What is required »
Set down exactly, with nothing added, the lines from the one containing "of the textured" through the end of the entries.

Data »
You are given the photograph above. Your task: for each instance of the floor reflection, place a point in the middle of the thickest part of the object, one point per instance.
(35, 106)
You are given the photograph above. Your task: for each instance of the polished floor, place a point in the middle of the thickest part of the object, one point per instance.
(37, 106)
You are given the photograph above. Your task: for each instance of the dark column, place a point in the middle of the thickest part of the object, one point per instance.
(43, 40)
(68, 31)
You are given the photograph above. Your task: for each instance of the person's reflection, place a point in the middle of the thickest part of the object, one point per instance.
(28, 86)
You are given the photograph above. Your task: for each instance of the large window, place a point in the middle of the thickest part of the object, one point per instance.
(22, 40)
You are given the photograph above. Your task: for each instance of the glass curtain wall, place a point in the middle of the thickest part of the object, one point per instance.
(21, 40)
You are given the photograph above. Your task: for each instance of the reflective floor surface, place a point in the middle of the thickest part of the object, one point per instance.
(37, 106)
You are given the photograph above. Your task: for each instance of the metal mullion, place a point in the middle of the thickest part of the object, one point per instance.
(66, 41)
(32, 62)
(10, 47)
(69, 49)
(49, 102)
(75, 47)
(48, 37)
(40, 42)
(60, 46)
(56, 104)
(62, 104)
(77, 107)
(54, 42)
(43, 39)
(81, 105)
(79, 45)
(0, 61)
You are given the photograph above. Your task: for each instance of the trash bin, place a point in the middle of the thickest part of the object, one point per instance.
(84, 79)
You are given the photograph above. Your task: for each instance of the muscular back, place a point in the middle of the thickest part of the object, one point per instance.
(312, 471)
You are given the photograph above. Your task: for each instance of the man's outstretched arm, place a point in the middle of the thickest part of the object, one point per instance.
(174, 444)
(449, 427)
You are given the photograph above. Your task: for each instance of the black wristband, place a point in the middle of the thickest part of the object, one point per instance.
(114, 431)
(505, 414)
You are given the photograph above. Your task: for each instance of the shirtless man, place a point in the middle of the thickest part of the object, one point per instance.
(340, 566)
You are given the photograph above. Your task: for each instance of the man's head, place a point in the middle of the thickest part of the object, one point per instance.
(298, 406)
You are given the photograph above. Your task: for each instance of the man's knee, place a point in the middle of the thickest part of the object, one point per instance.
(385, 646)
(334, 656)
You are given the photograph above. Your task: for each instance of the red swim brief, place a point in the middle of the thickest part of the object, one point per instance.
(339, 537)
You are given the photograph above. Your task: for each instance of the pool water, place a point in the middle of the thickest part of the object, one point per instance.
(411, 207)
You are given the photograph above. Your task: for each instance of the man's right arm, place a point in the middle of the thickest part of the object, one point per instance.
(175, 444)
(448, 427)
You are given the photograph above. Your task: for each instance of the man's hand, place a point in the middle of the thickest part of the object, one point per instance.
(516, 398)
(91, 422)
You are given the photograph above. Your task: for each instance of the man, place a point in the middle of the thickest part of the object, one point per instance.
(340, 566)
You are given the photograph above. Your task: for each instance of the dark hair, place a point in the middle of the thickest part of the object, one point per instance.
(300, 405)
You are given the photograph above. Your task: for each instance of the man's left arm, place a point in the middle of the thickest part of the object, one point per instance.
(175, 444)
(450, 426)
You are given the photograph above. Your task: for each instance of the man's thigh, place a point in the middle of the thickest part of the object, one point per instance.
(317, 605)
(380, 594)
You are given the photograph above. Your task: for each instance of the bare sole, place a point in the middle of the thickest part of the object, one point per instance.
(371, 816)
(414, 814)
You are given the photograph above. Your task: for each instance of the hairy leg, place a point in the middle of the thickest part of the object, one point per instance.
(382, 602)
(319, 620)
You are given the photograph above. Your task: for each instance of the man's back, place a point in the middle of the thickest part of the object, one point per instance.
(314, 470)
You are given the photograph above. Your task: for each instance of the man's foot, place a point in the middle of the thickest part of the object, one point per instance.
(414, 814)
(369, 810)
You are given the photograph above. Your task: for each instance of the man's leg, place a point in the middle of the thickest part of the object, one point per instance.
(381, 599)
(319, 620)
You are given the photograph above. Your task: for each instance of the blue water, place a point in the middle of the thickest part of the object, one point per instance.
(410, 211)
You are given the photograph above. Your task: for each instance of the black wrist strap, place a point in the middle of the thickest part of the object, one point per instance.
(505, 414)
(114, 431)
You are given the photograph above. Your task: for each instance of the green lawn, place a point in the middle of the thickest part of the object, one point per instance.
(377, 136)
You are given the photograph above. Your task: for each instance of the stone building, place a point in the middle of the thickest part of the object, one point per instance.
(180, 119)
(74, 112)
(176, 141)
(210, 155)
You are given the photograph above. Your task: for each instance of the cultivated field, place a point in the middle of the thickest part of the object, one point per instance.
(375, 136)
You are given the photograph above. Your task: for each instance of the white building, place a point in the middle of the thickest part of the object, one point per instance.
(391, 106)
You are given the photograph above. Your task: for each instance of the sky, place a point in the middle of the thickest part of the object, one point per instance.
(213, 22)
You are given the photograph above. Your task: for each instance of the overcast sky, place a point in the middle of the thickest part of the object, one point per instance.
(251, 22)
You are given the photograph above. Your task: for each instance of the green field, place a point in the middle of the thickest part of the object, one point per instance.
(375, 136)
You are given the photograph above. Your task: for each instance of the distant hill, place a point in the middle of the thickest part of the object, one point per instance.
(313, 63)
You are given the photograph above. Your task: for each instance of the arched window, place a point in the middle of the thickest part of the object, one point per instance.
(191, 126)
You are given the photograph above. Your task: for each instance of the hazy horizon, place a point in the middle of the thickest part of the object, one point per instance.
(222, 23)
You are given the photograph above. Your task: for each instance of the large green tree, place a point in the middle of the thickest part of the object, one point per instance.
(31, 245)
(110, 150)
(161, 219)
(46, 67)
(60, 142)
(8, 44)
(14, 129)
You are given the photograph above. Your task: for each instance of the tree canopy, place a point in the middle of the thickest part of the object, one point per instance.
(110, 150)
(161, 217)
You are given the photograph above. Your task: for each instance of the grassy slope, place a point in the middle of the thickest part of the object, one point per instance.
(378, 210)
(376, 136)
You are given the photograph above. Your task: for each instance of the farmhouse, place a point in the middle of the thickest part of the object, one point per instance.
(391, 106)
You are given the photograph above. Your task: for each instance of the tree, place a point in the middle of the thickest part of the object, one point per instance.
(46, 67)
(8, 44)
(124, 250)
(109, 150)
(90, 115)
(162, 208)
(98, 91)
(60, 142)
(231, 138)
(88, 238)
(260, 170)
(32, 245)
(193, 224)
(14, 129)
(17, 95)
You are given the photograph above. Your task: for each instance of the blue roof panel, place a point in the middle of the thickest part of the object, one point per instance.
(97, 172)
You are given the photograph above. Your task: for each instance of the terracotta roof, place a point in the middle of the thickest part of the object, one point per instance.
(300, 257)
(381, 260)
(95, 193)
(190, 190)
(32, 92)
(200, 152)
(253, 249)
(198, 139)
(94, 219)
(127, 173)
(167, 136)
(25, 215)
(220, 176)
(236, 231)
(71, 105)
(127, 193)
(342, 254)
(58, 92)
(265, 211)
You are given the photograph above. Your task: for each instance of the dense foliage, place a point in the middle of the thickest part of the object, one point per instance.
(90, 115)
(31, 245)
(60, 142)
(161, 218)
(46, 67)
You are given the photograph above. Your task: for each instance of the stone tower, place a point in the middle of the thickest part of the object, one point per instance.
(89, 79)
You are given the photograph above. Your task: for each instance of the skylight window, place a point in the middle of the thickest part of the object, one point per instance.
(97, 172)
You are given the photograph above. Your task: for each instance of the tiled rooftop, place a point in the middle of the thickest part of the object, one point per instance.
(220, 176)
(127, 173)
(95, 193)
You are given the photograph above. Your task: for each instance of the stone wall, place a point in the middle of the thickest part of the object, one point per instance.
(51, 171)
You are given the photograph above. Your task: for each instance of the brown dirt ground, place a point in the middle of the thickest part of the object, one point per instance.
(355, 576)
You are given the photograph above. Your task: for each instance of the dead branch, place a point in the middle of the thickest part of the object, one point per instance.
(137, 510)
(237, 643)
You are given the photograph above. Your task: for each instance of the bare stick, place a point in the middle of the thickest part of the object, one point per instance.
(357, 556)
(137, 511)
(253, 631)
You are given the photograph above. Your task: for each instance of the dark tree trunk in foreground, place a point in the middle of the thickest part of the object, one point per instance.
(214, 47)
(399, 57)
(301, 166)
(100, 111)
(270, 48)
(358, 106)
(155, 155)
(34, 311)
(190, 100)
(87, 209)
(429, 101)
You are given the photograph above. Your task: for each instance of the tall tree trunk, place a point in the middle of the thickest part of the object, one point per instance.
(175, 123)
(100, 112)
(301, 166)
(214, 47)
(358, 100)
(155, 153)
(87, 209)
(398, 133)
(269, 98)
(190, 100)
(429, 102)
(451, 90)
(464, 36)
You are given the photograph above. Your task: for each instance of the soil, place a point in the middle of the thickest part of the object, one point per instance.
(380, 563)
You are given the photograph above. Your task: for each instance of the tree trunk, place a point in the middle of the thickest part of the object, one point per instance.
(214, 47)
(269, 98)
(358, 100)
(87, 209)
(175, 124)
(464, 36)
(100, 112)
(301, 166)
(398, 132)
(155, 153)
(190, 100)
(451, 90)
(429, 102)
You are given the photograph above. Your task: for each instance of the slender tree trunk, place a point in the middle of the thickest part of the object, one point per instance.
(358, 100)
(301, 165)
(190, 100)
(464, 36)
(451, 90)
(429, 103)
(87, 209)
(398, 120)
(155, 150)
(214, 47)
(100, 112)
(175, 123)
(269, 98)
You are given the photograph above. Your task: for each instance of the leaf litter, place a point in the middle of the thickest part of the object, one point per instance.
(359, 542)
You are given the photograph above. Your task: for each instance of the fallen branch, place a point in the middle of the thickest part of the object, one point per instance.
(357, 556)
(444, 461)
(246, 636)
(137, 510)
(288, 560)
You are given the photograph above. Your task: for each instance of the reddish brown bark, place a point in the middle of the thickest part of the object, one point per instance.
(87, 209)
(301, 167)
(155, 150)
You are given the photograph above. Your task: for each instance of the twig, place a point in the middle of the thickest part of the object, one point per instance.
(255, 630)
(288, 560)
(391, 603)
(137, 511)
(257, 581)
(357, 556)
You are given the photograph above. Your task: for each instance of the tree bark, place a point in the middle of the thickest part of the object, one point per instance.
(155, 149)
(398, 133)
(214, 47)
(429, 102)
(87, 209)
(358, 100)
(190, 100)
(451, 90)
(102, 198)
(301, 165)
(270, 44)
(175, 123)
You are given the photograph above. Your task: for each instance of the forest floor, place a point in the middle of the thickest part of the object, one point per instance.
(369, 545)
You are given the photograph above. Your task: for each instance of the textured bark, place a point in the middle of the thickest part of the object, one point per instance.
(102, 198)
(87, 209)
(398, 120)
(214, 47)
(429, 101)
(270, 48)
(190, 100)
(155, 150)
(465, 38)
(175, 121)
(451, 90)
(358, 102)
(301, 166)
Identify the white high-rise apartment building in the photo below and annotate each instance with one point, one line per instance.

Written solution »
You are given the photograph above. Your task: for each instance of the textured bark, place a point in the middle of the thickest part of the object, one point per instance.
(102, 198)
(87, 209)
(398, 120)
(214, 47)
(429, 101)
(270, 48)
(190, 100)
(155, 150)
(465, 38)
(175, 121)
(451, 90)
(358, 102)
(301, 166)
Identify the white high-rise apartment building in the photo below and annotate each instance with one point, one line per instance.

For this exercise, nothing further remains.